Extracted text:
Segment Open

At the very heart of our Biblical tradition is this commandment from the Book of Leviticus: “You shall not stand idly by the blood of your fellow.” (Leviticus 19:16)
If we see our sisters or brothers in danger, our job is simple: Provide that help, come to their aid, do what is in our power to protect them and save them.
In the midst of a global pandemic, we feel the call to protect and promote the health and well-being of others even more urgently. Right now, we hear the call to uphold the ultimate Jewish value of pikuach nefesh (saving a life).
Sometimes, we live out that value in an immediate way. We donate blood today, which can save lives in real time. We provide support for basic needs to ensure that people in our community have enough to eat right now. But if we truly wish to move the needle in the work of pikuach nefesh, we must also provide resources to fund research over many years, even decades, that will, ultimately, yield dramatic results.
To truly make a difference, to be God’s partners in bringing healing to the world, we must “not stand idly by” in both immediate and long-term ways.
California voters have an opportunity to do just this by voting yes on Proposition 14, which will advance the California Institute of Regenerative Medicine’s stem cell research to help those who are affected by ailments including heart disease, diabetes, Alzheimer’s, Parkinson’s disease, sickle cell disease, spinal cord injuries, Covid-19, and so many other chronic illnesses and injuries.
Funding for this important and vital medical research helps save lives, and it will provide immediate economic stimulus, as well. Even as it funds long-term strategies to alleviate human suffering, Prop. 14 will create jobs during this challenging time. Recent studies suggest that Prop. 14 would generate approximately $20 billion in increased economic activity in California, yielding more than 100,000 new jobs at every level. This far surpasses Prop. 14’s estimated cost of $5.5 billion in bonds.

Segment Closed

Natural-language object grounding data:

Segment Open

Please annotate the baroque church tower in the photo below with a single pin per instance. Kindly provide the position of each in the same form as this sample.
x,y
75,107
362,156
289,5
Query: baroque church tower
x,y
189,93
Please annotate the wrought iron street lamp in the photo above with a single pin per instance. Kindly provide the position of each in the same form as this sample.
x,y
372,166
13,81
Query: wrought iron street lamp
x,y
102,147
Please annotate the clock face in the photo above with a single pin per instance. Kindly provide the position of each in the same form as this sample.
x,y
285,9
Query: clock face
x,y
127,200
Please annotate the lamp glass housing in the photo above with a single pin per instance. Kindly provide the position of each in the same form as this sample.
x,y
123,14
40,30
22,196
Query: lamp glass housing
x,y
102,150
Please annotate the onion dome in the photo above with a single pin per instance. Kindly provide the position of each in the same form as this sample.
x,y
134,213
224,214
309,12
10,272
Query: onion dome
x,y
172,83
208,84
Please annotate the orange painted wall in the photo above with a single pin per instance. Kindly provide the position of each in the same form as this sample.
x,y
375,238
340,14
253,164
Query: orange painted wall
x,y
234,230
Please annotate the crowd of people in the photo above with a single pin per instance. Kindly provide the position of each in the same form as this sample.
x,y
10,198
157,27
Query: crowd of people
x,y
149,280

Segment Closed

Using the information:
a. Can you restate the paragraph of the Proposition 14 text that begins "Funding for this important and vital medical research" as a short list of its main facts?
b. According to the Proposition 14 text, why is immediate help such as donating blood not enough on its own? Answer in one to three sentences.
c. Retype the passage of the Proposition 14 text starting at "In the midst" and ending at "(saving a life).".
This data stands apart from the Proposition 14 text.

Expected results:
a.
- Funding the medical research helps save lives and gives immediate economic stimulus.
- While funding long-term strategies against human suffering, Prop. 14 will create jobs in a challenging time.
- Recent studies suggest about $20 billion in increased economic activity in California.
- That activity would yield more than 100,000 new jobs at every level.
- This far exceeds Prop. 14's estimated cost of $5.5 billion in bonds.

b. To truly move the needle in the work of pikuach nefesh, resources must also fund research over many years, even decades, that will ultimately yield dramatic results. Making a real difference as God's partners in healing means not standing idly by in both immediate and long-term ways.

c.
In the midst of a global pandemic, we feel the call to protect and promote the health and well-being of others even more urgently. Right now, we hear the call to uphold the ultimate Jewish value of pikuach nefesh (saving a life).